**Short problem**
Retype every item below verbatim, omitting the pictures from your copy.

BEGIN Dataset rows

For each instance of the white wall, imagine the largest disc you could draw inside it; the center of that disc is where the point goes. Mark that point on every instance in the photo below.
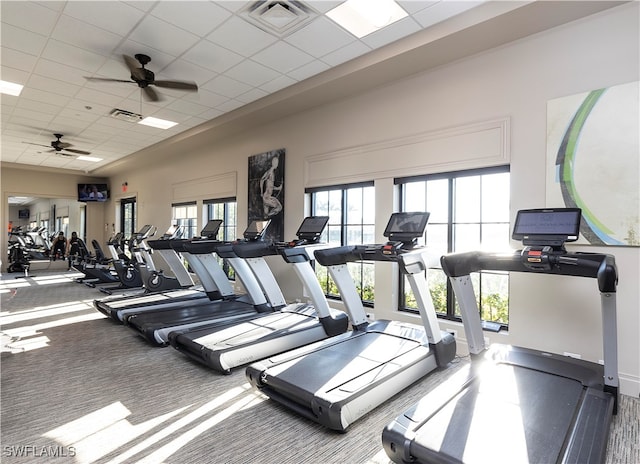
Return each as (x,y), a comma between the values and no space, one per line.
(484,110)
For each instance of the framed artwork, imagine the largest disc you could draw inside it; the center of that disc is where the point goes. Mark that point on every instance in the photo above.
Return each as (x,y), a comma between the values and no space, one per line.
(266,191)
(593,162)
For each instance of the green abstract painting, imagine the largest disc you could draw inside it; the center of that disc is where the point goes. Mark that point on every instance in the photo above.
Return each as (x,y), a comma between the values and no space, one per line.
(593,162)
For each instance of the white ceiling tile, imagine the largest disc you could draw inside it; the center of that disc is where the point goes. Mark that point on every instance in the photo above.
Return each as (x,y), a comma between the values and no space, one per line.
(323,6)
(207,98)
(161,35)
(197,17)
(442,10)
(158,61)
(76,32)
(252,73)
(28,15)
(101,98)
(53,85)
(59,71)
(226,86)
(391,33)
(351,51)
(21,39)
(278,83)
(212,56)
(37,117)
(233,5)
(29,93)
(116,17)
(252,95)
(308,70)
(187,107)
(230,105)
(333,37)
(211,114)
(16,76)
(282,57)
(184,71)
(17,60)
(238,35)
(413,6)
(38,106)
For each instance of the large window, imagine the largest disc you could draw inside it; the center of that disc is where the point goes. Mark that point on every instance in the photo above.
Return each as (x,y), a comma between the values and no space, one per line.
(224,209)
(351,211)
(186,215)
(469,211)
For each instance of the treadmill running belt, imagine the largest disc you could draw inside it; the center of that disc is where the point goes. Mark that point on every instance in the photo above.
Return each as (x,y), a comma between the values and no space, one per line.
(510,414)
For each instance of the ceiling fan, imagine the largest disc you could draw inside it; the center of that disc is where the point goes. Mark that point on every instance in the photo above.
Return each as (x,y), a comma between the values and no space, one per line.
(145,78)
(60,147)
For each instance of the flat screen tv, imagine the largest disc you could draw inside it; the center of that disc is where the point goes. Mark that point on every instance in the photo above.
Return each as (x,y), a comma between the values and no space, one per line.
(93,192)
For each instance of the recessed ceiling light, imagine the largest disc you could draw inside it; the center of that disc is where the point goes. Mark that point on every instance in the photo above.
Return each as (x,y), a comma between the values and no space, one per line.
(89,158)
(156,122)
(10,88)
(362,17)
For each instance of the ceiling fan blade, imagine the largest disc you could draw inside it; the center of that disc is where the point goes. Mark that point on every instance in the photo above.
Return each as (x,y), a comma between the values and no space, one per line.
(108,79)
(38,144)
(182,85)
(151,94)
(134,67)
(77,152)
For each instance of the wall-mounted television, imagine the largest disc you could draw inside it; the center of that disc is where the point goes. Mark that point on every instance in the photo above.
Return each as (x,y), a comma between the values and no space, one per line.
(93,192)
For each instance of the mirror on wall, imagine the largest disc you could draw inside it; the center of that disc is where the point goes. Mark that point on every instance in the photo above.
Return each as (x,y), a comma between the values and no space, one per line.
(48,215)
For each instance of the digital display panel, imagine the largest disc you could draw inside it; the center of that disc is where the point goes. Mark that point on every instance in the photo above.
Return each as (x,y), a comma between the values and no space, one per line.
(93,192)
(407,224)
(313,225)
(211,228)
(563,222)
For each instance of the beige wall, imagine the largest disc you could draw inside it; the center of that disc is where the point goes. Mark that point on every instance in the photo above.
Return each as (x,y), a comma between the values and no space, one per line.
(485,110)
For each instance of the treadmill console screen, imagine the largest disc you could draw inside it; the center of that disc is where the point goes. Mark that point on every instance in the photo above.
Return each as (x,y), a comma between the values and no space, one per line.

END Dataset rows

**Final answer**
For each instance of the white wall, imagine the largest disc you could draw inside it; the center of that disc is where the point goes. Mark that point on every instance in the photo below.
Return each as (x,y), a comma between the values and no space, one per line.
(484,110)
For each instance of the framed artwork, imagine the largest disc you could draw inside it; the center of that disc is where the point goes. Mark that point on every instance in the photo above.
Return each as (x,y), a comma between the values and no space, one per line.
(266,191)
(593,162)
For each instance of the green abstract painting, imagine the largest disc you could draw inside it; the center of that disc is where the point goes. Mark that point on every instance in the photo above.
Return each as (x,y), a comma between the values and no space, one per line.
(593,162)
For each instance of the white ceiling tile, imagine the largest disc you could draw inside it; the center of that disc is where the point goes. Mark that point on every instance in the photo above.
Return each as (x,y), a comma between the values and no space, one per line.
(323,6)
(207,98)
(161,35)
(197,17)
(442,10)
(158,61)
(76,32)
(252,73)
(28,15)
(101,98)
(53,85)
(59,71)
(226,86)
(391,33)
(351,51)
(21,39)
(278,83)
(212,56)
(37,117)
(233,5)
(29,93)
(116,17)
(252,95)
(308,70)
(187,107)
(230,105)
(333,37)
(211,114)
(16,76)
(282,57)
(184,71)
(17,60)
(238,35)
(413,6)
(38,106)
For each instance of the large window, imagine the largest disc you could draw inside it; the center of that disc is where the point goes. Mark that point on every instance in the photo above.
Return each as (x,y), a comma between the values and no space, one per line.
(224,209)
(351,211)
(186,215)
(469,211)
For each instance of the treadmill running belt, imagine the largest disc you could draw inside it; the center of that disc is where the point goes. Mark that point on every instance in the photo above.
Return each as (x,y), a comma between the values and no space, one per line.
(510,414)
For each instance of the ceiling fan, imagine the largest disc you could draw inside it; the center of that disc is where the point goes. Mark that point on every instance in the photo above.
Return each as (x,y), a comma between the values and no space, one per line.
(145,78)
(60,147)
For each instance of the flat screen tv, imagine the largest disc you could draw inside it; the center of that disc is where the point goes. Mark that point on every instance in the photo above.
Return each as (x,y), a comma between the values and no space, one per line.
(93,192)
For each instance of the recessed ceiling light, imagine the largest disc you could draw inside it; the center of that disc is where the point goes. Mark that point on every instance in the photo above.
Return each as (x,y), a comma between the values and no space, one per line.
(89,158)
(156,122)
(10,88)
(362,17)
For each instance of the ceiling fan blade, imagine the largest disc you could draw inside it; the center of that disc is where the point goes. Mark that point on every instance in the photo above.
Return each as (x,y), a comma between the values and no space, one per line.
(108,79)
(38,144)
(182,85)
(151,94)
(134,67)
(77,152)
For each instance of the wall-mounted television, imagine the largest disc you could draw inside it; the center of that disc is where the point goes. Mark that point on every instance in the photo above.
Return each as (x,y), a comma between the values and no space, one per line.
(93,192)
For each instance of the mirror on wall, imagine the largest disc you could draw inside it; the center of that disc is where the point goes. Mark that point on every instance in the photo above.
Return each as (x,y), a comma between the values and no space, one per line.
(48,215)
For each instance of the digital display panel, imagine the largest disc you could draw inside it; the center of that disc is where the point goes. Mark that point on every instance in the photo above.
Return each as (x,y), a comma between the values and no space, one per line.
(93,192)
(407,224)
(313,225)
(211,228)
(563,222)
For each instance of the beige wall, imagine the largest disc you could draw inside it; the center of that disc is where the point goes. Mark that point on every instance in the photo above.
Return each as (x,y), a comma between the values and no space, one per line.
(485,110)
For each instance of the treadmill console screen, imagine the largest disc you could draw inside it; the center of that disc is where the point goes. Mark that point on every instance in the photo above.
Return each as (x,y), a comma between the values and no space, one per line.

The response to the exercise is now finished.